WHAT NEEDS TO BE DONE: Rewrite the stretch of items from the start through the line containing "x=66, y=130", replacing "point" with "marker" and leaving everything else unchanged. Omit the pictures from your answer.

>> START MATERIAL FOR THE TASK

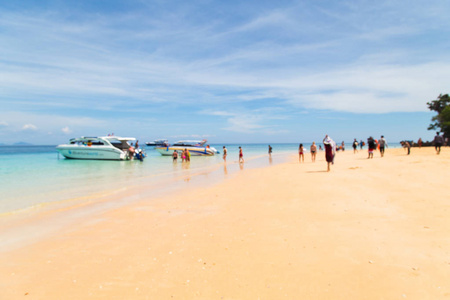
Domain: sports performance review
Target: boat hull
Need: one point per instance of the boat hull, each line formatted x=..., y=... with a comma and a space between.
x=95, y=153
x=194, y=151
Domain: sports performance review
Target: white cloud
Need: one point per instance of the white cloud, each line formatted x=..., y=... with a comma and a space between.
x=29, y=127
x=66, y=130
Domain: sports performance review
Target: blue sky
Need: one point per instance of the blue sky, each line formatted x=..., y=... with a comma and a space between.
x=229, y=71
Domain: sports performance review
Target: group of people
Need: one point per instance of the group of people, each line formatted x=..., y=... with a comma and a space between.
x=185, y=155
x=331, y=148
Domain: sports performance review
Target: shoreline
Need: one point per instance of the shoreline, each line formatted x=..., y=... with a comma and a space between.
x=368, y=229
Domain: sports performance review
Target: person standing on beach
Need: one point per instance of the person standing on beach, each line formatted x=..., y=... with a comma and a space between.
x=438, y=142
x=371, y=145
x=301, y=156
x=330, y=151
x=175, y=155
x=382, y=143
x=188, y=155
x=313, y=150
x=224, y=154
x=183, y=155
x=241, y=155
x=355, y=146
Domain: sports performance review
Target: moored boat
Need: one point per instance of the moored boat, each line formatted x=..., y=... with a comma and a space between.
x=155, y=143
x=98, y=148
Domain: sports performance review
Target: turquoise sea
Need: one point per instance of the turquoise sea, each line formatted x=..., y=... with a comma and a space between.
x=32, y=176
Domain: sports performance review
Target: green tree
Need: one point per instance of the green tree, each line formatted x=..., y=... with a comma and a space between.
x=442, y=120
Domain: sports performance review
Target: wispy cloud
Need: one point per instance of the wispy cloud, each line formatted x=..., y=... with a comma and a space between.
x=29, y=127
x=345, y=56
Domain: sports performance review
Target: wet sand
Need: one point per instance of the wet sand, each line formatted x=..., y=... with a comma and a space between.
x=369, y=229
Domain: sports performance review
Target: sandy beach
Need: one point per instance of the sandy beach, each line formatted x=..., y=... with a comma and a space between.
x=369, y=229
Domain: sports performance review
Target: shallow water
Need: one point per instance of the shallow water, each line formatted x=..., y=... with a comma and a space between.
x=31, y=176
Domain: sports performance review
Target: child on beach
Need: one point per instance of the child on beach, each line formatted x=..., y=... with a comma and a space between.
x=313, y=150
x=371, y=145
x=301, y=156
x=330, y=151
x=224, y=154
x=175, y=155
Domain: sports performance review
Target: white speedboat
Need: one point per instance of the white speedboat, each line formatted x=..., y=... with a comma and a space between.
x=104, y=148
x=195, y=147
x=160, y=142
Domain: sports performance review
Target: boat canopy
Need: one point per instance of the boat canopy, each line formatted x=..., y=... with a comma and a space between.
x=192, y=143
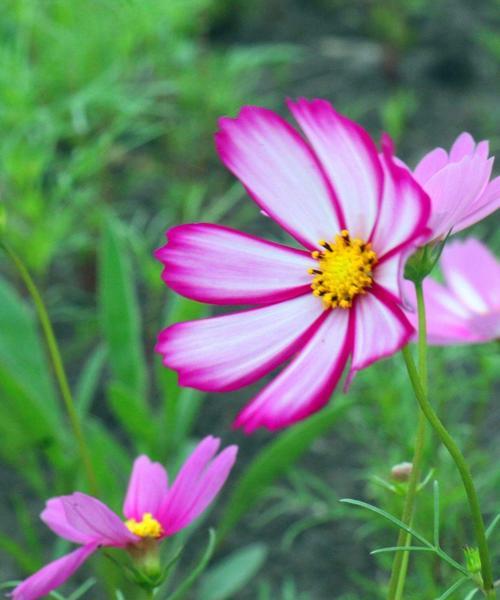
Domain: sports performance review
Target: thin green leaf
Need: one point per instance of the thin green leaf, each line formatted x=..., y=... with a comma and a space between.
x=492, y=525
x=389, y=517
x=88, y=382
x=197, y=571
x=453, y=588
x=471, y=594
x=274, y=460
x=436, y=514
x=229, y=576
x=401, y=548
x=86, y=585
x=119, y=311
x=132, y=414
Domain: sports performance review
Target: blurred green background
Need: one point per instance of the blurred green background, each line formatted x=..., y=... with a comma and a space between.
x=107, y=112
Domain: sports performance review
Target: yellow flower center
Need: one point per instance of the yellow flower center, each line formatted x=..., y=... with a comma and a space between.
x=344, y=270
x=147, y=527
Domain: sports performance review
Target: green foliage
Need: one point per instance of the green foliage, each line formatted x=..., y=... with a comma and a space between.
x=232, y=574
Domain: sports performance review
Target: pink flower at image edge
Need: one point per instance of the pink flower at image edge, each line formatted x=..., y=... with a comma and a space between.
x=466, y=309
x=357, y=215
x=152, y=509
x=458, y=185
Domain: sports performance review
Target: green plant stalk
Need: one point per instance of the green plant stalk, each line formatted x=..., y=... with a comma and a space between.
x=456, y=454
x=400, y=562
x=57, y=364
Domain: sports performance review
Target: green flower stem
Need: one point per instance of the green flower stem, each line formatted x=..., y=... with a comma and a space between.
x=400, y=562
x=57, y=363
x=454, y=450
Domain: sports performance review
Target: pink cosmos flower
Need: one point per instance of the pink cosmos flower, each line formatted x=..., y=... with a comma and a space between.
x=458, y=185
x=354, y=211
x=152, y=511
x=467, y=308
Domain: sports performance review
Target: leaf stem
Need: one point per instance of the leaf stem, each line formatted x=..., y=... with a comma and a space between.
x=57, y=363
x=400, y=562
x=456, y=454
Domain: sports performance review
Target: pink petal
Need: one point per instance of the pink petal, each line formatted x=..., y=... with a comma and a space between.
x=464, y=145
x=486, y=204
x=487, y=327
x=350, y=160
x=280, y=172
x=483, y=149
x=307, y=383
x=455, y=190
x=195, y=497
x=228, y=352
x=447, y=319
x=147, y=489
x=404, y=210
x=95, y=520
x=187, y=479
x=52, y=575
x=472, y=273
x=430, y=164
x=55, y=517
x=380, y=330
x=210, y=263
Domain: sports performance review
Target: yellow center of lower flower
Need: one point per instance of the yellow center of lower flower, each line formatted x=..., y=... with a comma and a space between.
x=344, y=270
x=147, y=527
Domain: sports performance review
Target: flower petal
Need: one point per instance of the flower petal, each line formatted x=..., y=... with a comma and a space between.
x=448, y=321
x=230, y=351
x=404, y=210
x=380, y=330
x=472, y=272
x=307, y=383
x=486, y=327
x=55, y=517
x=430, y=164
x=464, y=145
x=53, y=575
x=95, y=520
x=486, y=204
x=210, y=263
x=187, y=479
x=455, y=190
x=147, y=489
x=280, y=172
x=350, y=160
x=199, y=492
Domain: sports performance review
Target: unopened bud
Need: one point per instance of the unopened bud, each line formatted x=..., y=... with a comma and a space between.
x=401, y=471
x=472, y=560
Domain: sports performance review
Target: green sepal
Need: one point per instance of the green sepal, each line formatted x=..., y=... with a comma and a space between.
x=422, y=262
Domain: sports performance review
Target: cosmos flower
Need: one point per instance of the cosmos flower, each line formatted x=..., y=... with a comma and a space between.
x=151, y=509
x=355, y=212
x=466, y=309
x=458, y=185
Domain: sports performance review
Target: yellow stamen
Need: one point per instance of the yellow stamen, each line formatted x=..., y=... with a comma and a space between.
x=148, y=527
x=344, y=270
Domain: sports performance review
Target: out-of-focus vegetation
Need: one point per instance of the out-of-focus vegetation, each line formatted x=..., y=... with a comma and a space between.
x=107, y=110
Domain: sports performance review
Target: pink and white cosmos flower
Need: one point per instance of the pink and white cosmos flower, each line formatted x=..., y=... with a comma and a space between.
x=151, y=509
x=356, y=213
x=466, y=309
x=458, y=185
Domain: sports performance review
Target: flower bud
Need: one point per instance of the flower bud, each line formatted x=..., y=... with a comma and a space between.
x=401, y=471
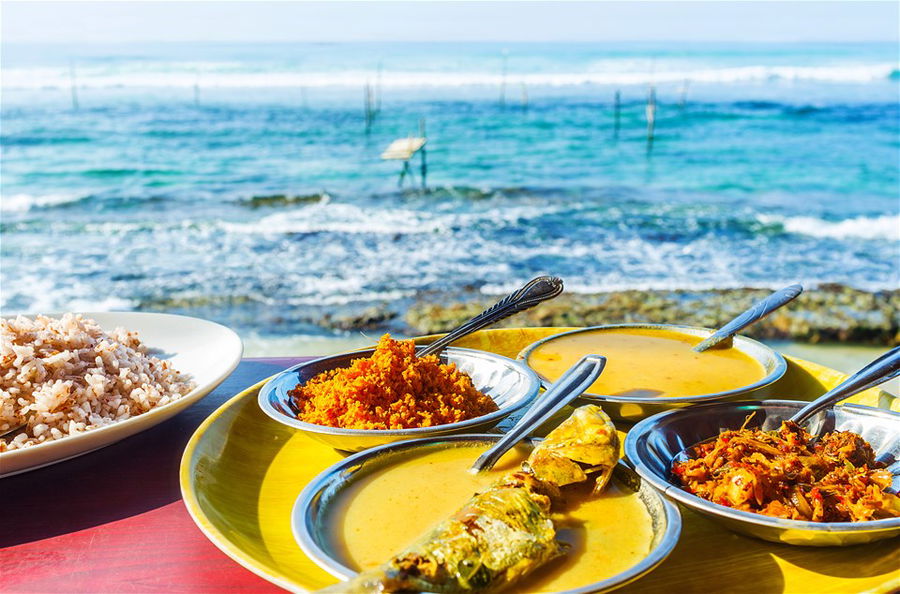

>> END MATERIAL FOR THE TASK

ANSWER TO THE EXERCISE:
Domain: sports performance review
Target: boat hull
Need: one marker per instance of the boat hull, each line formatted x=..., y=... with a comma and a space between.
x=95, y=153
x=194, y=151
Domain: sports performance review
Target: white cloud
Need: one marker per instance of the white cloud, each line formatted x=..., y=... with a comma and a space between.
x=29, y=127
x=66, y=130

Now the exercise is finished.